=== DATA LINES ===

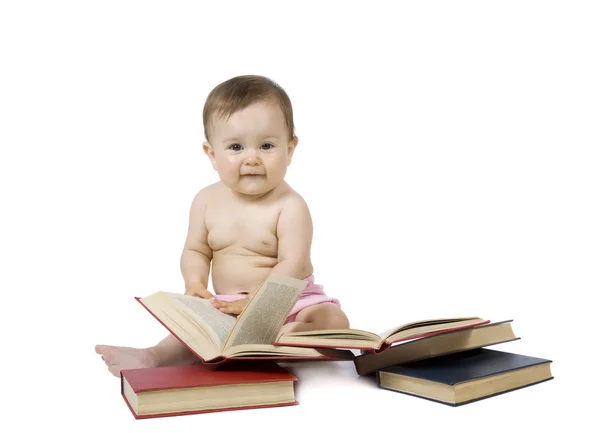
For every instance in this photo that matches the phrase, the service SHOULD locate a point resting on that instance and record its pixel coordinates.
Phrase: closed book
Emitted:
(465, 377)
(191, 389)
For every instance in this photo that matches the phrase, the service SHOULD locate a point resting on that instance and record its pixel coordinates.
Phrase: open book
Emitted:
(368, 341)
(215, 336)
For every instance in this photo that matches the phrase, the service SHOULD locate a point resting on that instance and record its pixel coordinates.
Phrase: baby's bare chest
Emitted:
(234, 229)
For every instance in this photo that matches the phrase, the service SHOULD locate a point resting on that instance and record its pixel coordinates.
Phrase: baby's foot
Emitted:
(123, 358)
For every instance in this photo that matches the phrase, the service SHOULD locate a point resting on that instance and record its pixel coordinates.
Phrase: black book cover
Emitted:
(463, 367)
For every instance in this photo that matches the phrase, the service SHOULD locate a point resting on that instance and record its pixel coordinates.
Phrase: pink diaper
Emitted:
(313, 294)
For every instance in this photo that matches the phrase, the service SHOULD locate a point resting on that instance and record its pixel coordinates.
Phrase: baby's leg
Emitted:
(168, 352)
(315, 317)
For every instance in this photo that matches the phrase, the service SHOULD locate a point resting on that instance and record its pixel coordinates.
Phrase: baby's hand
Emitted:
(233, 307)
(197, 289)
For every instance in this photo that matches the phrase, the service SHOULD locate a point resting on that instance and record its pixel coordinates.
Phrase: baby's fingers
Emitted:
(230, 309)
(219, 304)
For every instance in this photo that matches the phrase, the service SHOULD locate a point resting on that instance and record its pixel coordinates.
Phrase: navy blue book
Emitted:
(464, 377)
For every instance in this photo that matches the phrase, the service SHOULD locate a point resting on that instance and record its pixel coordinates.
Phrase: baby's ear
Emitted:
(291, 148)
(210, 153)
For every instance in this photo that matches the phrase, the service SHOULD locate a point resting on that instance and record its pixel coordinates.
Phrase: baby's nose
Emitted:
(252, 158)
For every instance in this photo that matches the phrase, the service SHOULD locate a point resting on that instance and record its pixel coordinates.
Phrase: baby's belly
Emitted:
(239, 273)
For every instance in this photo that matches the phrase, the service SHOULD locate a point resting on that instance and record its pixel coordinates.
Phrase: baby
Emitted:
(248, 225)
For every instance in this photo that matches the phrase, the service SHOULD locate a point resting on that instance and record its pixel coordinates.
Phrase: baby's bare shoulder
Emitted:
(291, 199)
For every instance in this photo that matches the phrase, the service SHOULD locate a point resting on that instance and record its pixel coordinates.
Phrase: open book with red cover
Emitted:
(189, 389)
(216, 337)
(368, 341)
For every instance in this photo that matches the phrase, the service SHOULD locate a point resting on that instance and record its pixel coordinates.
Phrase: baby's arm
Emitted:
(196, 255)
(294, 232)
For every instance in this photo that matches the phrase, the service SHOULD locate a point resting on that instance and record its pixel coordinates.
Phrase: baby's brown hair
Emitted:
(239, 92)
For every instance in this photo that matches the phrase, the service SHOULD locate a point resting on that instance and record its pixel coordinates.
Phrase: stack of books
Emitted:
(444, 360)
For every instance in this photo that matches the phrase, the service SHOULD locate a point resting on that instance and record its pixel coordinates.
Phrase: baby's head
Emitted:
(249, 131)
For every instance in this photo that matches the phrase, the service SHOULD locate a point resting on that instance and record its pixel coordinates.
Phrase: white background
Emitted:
(448, 152)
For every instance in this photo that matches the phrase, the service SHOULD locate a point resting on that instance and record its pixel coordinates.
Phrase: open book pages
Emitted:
(209, 332)
(256, 350)
(436, 345)
(424, 327)
(265, 314)
(359, 339)
(199, 325)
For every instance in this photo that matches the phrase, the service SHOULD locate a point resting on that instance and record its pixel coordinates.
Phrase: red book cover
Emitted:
(200, 375)
(343, 354)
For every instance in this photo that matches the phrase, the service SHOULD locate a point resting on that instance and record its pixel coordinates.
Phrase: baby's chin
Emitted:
(252, 188)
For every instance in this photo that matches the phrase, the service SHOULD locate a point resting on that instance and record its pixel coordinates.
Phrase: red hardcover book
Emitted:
(216, 337)
(191, 389)
(377, 343)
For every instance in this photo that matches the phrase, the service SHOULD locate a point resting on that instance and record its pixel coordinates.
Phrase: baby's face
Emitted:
(251, 150)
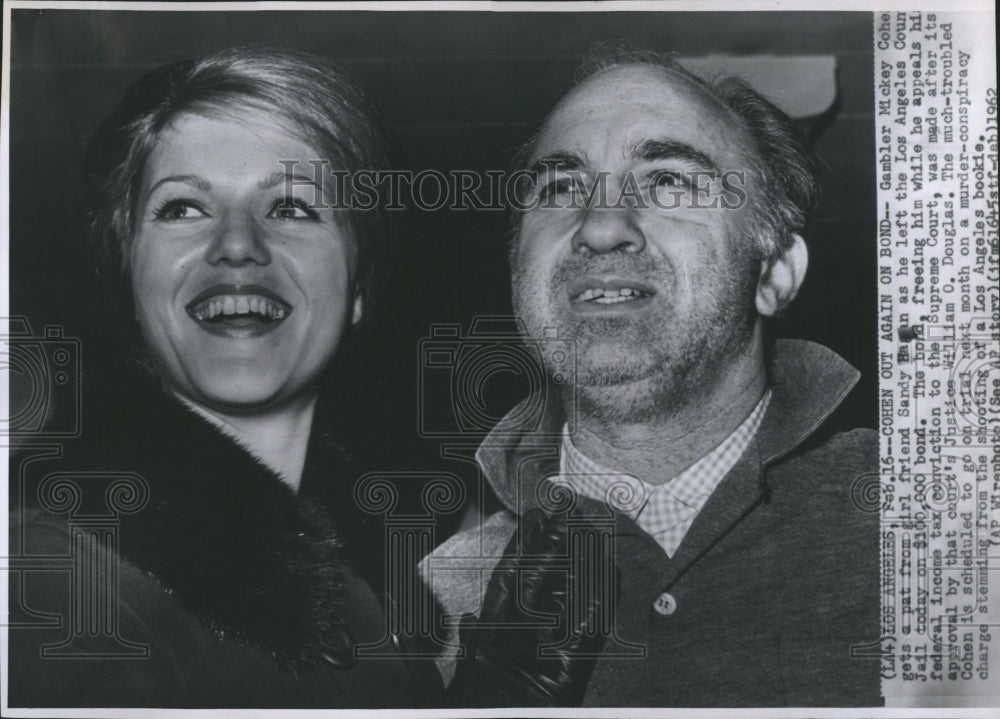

===

### EXERCISE OBJECTIVE:
How many lines of the listing above contain the string "open"? Reply with the number alone.

### ANSWER TO THIS EXERCISE:
3